* Begin *
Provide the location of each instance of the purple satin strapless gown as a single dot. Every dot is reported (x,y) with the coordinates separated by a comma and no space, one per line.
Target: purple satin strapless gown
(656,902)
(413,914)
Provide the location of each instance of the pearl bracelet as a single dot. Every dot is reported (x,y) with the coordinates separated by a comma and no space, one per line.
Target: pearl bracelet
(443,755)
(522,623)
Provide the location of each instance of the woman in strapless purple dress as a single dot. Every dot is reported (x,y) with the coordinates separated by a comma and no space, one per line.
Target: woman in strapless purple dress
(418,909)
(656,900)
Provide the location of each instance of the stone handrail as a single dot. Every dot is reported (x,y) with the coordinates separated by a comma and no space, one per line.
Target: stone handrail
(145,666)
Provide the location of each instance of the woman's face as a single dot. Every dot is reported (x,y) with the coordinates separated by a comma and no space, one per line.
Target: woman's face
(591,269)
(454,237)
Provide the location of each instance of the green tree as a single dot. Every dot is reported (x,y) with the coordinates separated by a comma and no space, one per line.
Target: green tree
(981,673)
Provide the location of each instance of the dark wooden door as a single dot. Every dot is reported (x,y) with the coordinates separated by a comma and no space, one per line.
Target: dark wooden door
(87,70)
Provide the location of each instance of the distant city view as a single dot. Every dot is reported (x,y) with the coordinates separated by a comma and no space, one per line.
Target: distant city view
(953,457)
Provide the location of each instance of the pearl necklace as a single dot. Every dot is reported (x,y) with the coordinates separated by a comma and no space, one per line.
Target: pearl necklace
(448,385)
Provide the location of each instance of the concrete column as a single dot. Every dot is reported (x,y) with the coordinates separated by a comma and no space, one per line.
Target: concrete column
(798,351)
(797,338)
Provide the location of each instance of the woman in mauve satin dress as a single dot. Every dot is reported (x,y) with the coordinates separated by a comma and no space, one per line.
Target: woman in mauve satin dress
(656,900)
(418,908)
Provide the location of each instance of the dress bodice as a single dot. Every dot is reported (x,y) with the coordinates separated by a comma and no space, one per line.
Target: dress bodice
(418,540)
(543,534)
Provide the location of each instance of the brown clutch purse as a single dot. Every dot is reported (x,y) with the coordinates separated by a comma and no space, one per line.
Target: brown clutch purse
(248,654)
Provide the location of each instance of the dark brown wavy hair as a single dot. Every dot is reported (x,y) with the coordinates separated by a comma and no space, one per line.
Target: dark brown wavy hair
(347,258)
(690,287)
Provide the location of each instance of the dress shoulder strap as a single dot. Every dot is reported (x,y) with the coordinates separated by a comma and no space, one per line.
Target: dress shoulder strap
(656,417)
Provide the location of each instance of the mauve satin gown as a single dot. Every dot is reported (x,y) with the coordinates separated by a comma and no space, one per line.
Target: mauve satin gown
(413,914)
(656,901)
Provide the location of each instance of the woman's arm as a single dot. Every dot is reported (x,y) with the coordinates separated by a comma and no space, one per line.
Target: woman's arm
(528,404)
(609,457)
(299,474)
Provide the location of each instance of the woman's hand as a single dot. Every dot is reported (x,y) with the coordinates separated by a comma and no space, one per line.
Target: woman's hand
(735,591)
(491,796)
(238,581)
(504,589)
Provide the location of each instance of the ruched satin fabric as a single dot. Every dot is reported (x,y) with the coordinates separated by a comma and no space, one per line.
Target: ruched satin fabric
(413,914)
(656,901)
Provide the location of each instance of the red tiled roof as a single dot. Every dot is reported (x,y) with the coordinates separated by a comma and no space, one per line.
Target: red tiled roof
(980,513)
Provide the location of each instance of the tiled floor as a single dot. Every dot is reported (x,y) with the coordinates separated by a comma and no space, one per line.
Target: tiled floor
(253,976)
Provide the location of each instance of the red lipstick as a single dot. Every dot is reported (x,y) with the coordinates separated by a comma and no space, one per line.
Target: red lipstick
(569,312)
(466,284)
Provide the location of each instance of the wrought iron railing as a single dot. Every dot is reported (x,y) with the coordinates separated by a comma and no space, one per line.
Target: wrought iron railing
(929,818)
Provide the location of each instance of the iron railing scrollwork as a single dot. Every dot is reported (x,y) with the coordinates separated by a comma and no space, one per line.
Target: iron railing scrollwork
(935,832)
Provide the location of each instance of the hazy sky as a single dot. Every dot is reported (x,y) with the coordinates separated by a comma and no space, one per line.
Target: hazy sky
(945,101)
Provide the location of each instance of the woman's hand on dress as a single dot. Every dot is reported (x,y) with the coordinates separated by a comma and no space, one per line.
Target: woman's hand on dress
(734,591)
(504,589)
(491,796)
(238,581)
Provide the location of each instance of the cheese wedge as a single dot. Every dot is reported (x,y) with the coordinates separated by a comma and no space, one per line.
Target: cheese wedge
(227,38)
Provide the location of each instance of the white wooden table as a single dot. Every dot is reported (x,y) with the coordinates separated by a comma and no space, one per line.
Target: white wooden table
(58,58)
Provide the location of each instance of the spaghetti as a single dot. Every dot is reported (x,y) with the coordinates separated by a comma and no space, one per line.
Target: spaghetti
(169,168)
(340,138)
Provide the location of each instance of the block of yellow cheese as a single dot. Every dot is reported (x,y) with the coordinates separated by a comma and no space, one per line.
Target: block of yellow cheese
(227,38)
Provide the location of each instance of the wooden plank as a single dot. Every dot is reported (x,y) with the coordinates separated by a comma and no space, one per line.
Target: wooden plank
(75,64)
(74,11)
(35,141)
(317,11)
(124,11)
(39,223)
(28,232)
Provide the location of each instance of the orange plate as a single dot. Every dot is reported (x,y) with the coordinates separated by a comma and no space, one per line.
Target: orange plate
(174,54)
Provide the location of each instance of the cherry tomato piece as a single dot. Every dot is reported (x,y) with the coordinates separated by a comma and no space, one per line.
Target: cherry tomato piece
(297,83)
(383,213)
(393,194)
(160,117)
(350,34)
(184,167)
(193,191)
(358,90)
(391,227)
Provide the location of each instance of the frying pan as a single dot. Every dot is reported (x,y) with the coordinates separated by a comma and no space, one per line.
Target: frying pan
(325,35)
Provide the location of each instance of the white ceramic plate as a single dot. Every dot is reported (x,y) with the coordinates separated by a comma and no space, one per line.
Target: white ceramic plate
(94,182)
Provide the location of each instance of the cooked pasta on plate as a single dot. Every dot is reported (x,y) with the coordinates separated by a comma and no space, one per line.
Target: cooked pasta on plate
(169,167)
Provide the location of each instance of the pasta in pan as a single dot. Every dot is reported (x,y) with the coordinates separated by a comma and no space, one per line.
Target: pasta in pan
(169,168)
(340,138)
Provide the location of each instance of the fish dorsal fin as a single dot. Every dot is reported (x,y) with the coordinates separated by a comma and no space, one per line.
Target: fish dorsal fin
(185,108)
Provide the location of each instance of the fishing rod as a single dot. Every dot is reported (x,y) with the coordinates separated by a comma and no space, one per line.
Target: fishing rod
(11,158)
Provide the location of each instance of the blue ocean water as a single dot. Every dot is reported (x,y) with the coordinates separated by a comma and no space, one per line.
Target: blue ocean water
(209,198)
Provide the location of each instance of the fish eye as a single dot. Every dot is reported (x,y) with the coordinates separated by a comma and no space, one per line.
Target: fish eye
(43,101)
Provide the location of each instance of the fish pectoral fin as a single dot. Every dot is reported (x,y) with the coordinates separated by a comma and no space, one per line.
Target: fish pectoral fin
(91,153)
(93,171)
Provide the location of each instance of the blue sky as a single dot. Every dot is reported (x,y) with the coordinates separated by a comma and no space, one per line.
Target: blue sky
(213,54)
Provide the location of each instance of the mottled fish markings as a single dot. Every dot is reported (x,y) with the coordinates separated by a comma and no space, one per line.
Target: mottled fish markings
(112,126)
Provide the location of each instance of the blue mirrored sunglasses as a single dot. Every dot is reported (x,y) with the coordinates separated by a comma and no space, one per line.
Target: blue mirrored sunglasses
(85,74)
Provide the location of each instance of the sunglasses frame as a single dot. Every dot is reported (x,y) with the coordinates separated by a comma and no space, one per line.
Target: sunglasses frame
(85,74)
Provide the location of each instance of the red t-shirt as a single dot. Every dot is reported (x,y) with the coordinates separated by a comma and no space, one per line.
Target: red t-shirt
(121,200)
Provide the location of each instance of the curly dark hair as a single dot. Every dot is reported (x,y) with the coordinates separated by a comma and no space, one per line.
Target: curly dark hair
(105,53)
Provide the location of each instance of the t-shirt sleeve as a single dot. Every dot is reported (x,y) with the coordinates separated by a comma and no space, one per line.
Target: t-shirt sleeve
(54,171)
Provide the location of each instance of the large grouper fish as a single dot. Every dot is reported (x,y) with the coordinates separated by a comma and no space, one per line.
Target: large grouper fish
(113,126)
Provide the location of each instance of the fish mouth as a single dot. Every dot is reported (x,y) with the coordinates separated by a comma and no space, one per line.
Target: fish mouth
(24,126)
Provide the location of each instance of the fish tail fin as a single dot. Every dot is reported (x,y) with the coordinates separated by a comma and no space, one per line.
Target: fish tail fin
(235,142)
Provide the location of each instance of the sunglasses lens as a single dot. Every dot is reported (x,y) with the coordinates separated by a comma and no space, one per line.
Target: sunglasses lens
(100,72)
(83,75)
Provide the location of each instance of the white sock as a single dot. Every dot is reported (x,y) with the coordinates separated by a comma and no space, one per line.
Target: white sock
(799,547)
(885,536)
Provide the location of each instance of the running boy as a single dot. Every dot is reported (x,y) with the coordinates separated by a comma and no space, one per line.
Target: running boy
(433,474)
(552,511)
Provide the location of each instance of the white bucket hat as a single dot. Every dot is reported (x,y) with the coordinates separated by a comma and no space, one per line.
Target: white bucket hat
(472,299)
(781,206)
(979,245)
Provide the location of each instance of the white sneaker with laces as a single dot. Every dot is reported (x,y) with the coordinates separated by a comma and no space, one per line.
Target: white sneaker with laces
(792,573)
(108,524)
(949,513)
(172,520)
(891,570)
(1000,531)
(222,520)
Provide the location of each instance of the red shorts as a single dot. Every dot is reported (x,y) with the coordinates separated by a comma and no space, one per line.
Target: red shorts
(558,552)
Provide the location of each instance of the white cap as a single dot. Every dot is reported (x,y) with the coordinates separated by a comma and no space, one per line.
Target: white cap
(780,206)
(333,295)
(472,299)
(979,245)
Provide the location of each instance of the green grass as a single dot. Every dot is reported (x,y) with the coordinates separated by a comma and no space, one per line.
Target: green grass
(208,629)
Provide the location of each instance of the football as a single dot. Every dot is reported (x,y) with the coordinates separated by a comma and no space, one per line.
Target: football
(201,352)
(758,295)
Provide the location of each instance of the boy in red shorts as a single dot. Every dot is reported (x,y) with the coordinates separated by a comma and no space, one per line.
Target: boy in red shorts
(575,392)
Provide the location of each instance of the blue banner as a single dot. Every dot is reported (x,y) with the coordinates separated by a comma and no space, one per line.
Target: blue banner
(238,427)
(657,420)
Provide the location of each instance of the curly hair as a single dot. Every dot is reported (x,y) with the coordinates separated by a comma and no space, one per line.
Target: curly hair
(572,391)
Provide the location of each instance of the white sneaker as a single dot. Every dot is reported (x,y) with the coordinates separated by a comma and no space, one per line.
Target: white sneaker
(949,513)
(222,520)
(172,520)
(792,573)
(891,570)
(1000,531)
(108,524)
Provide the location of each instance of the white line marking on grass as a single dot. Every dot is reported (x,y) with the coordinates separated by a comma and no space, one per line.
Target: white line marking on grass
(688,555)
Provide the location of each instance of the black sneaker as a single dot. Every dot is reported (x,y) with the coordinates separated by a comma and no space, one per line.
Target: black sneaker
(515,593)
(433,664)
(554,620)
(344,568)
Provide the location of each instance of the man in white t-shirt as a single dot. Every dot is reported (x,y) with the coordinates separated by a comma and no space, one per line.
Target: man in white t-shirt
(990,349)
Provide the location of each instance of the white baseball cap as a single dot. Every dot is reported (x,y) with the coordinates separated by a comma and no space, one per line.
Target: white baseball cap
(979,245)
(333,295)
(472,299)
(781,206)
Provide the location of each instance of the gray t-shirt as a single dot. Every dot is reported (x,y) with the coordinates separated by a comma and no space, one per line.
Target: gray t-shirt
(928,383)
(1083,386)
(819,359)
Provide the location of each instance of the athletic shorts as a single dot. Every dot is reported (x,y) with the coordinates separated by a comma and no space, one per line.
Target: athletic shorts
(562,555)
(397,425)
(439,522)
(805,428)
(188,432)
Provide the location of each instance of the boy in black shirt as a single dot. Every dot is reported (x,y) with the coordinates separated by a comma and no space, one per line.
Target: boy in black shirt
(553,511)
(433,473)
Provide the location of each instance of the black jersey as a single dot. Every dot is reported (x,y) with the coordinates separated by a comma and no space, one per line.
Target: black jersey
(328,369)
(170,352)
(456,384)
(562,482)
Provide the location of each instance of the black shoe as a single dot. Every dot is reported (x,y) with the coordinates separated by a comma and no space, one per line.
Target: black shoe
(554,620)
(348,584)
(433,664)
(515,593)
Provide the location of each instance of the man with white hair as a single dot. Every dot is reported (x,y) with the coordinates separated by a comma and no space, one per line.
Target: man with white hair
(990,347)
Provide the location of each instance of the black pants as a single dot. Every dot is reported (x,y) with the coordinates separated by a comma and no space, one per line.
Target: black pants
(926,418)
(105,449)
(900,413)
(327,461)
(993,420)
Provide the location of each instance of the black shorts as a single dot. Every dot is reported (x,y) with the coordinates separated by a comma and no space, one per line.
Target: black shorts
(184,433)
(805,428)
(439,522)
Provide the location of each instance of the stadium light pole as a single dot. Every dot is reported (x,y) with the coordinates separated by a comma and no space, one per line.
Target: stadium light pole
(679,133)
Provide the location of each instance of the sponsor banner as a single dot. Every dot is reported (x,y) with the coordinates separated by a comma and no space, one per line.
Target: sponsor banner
* End *
> [PROBLEM]: Reproduce the lines of the entries above exactly, but only from the line containing "Provide the location of each instance of the man with" through the final line.

> [FINISHED ANSWER]:
Provide the location of each instance of the man with white hair as a single dot. Every dot is reported (x,y) with the coordinates separated by a comma and no space, one per line.
Target: man with white hair
(990,347)
Provide the location of each instance of the black pants as a single dot. Every dot is reported (x,y) with the coordinates separated by a comma and no space, one per line.
Target: black pants
(926,418)
(105,449)
(900,413)
(327,461)
(993,420)
Provide the location of each instance of the black shorts as a single dot. Every dot is reported (x,y) with the coordinates separated by a comma and no space, one per line.
Target: black shorts
(184,433)
(805,428)
(439,522)
Provide the location of each instance of the stadium light pole as a single dot. Every dot is reported (x,y) with the coordinates separated by a comma and no space, one per line.
Target: stadium light pole
(679,133)
Provide the location of each instance of the sponsor banner as a single dot. Every dot is reported (x,y) with the coordinates separated by a comma and no space, one per line.
Target: sponsor banner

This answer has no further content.